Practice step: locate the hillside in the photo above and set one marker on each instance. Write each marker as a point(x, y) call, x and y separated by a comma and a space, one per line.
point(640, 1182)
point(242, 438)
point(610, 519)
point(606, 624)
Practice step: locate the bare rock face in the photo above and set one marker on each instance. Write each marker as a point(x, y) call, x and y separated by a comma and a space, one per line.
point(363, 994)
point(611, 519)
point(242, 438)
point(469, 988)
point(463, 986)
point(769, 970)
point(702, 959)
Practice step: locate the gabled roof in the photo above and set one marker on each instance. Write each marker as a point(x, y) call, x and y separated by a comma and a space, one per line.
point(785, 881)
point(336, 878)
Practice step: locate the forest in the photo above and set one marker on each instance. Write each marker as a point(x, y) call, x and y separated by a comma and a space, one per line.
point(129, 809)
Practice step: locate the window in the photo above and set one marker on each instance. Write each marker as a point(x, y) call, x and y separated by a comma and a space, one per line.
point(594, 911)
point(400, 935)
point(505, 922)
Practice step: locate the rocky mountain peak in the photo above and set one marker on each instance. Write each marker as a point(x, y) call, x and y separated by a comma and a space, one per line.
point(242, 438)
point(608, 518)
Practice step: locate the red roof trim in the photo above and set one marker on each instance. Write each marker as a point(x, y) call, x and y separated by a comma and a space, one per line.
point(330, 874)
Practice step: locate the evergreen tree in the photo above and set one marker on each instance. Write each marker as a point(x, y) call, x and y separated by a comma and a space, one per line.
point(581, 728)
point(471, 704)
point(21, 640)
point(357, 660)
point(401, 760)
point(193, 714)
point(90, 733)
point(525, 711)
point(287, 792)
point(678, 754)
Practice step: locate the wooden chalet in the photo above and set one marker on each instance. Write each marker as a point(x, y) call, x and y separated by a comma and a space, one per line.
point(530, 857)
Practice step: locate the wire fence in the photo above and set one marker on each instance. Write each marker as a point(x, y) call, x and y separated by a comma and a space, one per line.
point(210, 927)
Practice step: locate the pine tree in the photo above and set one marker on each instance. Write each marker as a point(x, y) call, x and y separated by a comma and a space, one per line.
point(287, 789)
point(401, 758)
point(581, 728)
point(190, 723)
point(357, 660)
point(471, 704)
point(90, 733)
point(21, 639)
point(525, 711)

+-------+

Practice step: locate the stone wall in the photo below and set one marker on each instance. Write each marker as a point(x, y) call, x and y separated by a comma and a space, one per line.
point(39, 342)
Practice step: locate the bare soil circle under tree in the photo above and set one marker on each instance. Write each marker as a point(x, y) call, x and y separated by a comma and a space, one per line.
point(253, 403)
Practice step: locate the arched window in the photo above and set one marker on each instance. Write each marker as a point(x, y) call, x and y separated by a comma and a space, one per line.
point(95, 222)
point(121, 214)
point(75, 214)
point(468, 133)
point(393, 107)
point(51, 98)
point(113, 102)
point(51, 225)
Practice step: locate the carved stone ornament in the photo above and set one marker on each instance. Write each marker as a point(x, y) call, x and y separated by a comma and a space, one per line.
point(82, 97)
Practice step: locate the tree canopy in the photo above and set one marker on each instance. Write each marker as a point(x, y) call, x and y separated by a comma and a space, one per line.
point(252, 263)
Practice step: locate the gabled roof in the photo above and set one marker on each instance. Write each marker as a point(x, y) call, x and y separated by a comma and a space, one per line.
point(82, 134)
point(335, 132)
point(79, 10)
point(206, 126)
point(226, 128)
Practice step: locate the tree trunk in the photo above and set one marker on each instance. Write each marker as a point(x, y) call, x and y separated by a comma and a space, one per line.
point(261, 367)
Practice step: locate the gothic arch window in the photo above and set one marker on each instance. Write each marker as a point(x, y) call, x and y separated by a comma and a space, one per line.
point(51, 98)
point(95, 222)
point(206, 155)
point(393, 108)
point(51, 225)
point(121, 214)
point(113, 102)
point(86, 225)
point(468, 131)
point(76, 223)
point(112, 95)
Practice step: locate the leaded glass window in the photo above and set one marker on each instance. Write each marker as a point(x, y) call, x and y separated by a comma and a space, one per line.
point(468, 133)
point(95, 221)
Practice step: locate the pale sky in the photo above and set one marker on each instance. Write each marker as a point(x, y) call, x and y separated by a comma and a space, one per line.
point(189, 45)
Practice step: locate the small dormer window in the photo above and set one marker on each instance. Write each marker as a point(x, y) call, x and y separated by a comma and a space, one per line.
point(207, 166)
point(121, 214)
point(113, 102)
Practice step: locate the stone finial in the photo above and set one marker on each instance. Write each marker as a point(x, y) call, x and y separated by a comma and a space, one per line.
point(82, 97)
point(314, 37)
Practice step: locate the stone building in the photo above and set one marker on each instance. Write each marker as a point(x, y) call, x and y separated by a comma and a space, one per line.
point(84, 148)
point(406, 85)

+-------+

What this task involves ▸
Quote the listing from the line with "Practice step: locate the bare soil" up to and including the line with "point(253, 403)", and nothing else.

Problem solution ▸
Practice step: locate the bare soil circle under tree in the photo above and set one marker on each instance. Write each marker as a point(x, y) call, x and y separated by a comma and a space, one per line.
point(253, 403)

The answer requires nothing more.